_WHAT NEEDS TO BE DONE_: Could you write out the data that follows, exactly and in full?

_Stored dataset items_:
=== Begin Enclosure ===

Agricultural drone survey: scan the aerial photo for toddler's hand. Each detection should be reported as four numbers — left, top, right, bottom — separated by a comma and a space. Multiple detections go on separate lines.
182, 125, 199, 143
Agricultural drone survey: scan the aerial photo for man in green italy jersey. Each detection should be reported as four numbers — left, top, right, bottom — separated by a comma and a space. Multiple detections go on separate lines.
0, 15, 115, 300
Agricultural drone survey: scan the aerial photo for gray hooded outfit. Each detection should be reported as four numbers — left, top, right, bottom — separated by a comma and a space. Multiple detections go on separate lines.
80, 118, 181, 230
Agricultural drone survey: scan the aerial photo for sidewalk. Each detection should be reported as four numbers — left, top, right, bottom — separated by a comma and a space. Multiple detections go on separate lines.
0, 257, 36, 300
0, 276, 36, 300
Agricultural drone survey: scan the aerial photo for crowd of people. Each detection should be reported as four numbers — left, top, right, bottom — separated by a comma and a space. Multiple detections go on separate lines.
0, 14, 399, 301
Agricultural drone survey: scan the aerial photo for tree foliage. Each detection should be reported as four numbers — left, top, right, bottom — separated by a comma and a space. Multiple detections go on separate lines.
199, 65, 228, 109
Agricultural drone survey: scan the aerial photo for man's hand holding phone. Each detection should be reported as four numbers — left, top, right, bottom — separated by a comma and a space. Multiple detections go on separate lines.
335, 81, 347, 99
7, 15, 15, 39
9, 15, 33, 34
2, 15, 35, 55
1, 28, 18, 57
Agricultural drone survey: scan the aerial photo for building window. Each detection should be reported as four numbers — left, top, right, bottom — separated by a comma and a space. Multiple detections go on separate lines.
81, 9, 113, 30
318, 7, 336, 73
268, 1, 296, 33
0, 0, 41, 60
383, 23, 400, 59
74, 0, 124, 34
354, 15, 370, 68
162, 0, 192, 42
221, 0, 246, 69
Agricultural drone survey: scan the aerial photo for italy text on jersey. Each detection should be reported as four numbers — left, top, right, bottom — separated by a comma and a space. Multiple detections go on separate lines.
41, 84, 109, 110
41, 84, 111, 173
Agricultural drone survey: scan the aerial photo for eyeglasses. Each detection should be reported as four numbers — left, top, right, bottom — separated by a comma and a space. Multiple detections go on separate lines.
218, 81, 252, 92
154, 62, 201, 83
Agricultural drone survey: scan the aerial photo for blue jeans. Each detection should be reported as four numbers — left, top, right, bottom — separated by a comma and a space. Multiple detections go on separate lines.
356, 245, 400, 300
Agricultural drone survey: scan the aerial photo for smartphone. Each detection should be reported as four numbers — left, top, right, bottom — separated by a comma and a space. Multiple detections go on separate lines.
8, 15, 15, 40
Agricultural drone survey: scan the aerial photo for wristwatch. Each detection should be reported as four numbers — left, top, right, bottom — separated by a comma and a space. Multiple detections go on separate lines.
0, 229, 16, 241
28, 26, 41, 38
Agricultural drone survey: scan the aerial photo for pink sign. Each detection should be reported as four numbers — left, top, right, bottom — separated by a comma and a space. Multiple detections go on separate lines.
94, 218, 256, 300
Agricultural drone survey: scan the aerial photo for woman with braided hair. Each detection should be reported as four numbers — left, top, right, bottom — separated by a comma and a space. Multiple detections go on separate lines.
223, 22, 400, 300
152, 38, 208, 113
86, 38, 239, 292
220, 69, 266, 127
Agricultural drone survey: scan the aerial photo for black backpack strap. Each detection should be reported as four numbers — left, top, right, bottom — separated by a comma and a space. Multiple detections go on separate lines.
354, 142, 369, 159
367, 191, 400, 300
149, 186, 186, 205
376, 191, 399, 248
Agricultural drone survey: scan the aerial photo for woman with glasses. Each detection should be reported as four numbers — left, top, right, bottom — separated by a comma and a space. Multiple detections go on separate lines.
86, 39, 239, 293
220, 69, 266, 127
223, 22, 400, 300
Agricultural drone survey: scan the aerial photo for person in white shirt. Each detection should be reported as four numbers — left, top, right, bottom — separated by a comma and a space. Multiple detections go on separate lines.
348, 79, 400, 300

=== End Enclosure ===

_WRITTEN REPLY_:
Agricultural drone survey: scan the aerial photo for toddler's hand. Each detection should be reported as four numbers — left, top, right, bottom — separated by a comma and a space. Multiple detections go on separate lines.
182, 125, 199, 143
Agricultural drone survey: scan the aerial photo for man in green italy jersey. Each detection should be reported as four numbers — left, top, right, bottom — separated by a comma and a space. Multiple detections go on separate lines.
0, 15, 115, 300
Agricultural drone survey: scan the aerial photo for gray hooded outfit. Each detection should be reported as four numbers — left, top, right, bottom — separated by a comma and a space. Multiple detections go on separate lines.
80, 118, 181, 230
Agricultural drone survey: scan the aerial photo for sidewalk. Each detection should be reported as four numbers — left, top, right, bottom — separated by a comma and a space. Multiple detections go on separate lines.
0, 257, 36, 300
0, 276, 36, 300
Agricultural drone survey: scan the aerial photo for crowd of people. Each detection should be reported as four numbers — left, top, right, bottom — separated by a comma and a space. Multiple detections go on separate lines.
0, 14, 399, 301
Agricultural drone survey: scan the aerial photo for tree foliage. Each detection should be reported as four numbers — left, top, right, bottom — separated by a comma and a space. Multiple detections go on separate lines.
199, 65, 228, 109
Agricultural drone survey: scan the aerial photo for man's hand holding phone. Each detection should be reported as four numbers — left, top, right, bottom — separated by a comma and a space. Multiple detections go on separate lines.
335, 81, 347, 99
7, 15, 15, 39
9, 15, 33, 34
2, 15, 35, 55
1, 28, 18, 57
Agricultural drone survey: scan the aerial photo for building window. Each detection should be reported as four numbers — left, top, right, bottom — separated by a comma and a space. Multiple detections go on separate lines.
81, 9, 113, 30
318, 7, 336, 73
268, 1, 296, 33
0, 0, 41, 60
383, 23, 400, 59
74, 0, 124, 34
354, 15, 370, 68
162, 0, 192, 42
221, 0, 246, 69
Agricultural drone survey: scan the aerial photo for italy text on jersey. Each detection should be reported as four numbers — left, top, right, bottom — separated by a comma and a space. Multiple detections go on separate lines.
41, 84, 109, 110
41, 84, 111, 173
Agricultural drone survey: scan the aerial photo for eyeglasses. Each detection should be reported as four numbers — left, top, right, bottom — separated by a comma and a space. Multiple detections go on separate lines.
218, 81, 252, 92
154, 62, 201, 83
Agricultural drone survey: scan the aerial photo for blue jeans. Each detection should be reported as four numbers — left, top, right, bottom — separated by a comma and a space. Multiple detections go on separate lines.
356, 245, 400, 300
Agricultural drone survey: scan the aerial photo for smartphone. Each detection should be reported as four numbers — left, top, right, bottom — separated by a comma and a space. Multiple detections go on separate lines.
8, 15, 15, 40
Agricultural drone survey: scan the aerial photo for wristwatch. Each detection should be reported as four numbers — left, top, right, bottom — separated by a comma and a space. Multiple detections go on separate lines.
0, 229, 16, 241
28, 26, 41, 38
Agricultural drone survey: scan the aerial photo for pink sign. Each detection should be reported as four numbers — left, top, right, bottom — separated by a comma and a space. Multiple detections go on separate lines.
94, 218, 256, 300
Agricultural drone survey: scan the aerial photo for woman with braided hair. Each detection should be reported as four numbers — left, top, right, bottom — separated by a comma and a space. Multiple detections go on separate lines.
223, 22, 400, 300
152, 38, 208, 113
86, 38, 239, 292
220, 69, 266, 127
Agricultural drone survey: scan the aerial photo for black backpack strap. Each detection should be reported as four numbers — left, top, right, bottom — separated by a comma and a space. Multiple detections go on separate lines.
354, 142, 369, 159
367, 191, 400, 300
149, 186, 186, 205
376, 191, 399, 248
Agricultural drone survey: scan the aerial photo for woman with glasses. Each detection should be reported as four numbers — left, top, right, bottom — separated by a comma and a space. Multiple detections go on separate lines.
86, 39, 239, 293
220, 69, 266, 127
223, 22, 400, 300
Agricultural drone survey: scan the aerial photo for person in white shirt. Each detection should be reported as four numbers — left, top, right, bottom — separated by a comma and a space. Multiple detections go on separate lines.
348, 79, 400, 300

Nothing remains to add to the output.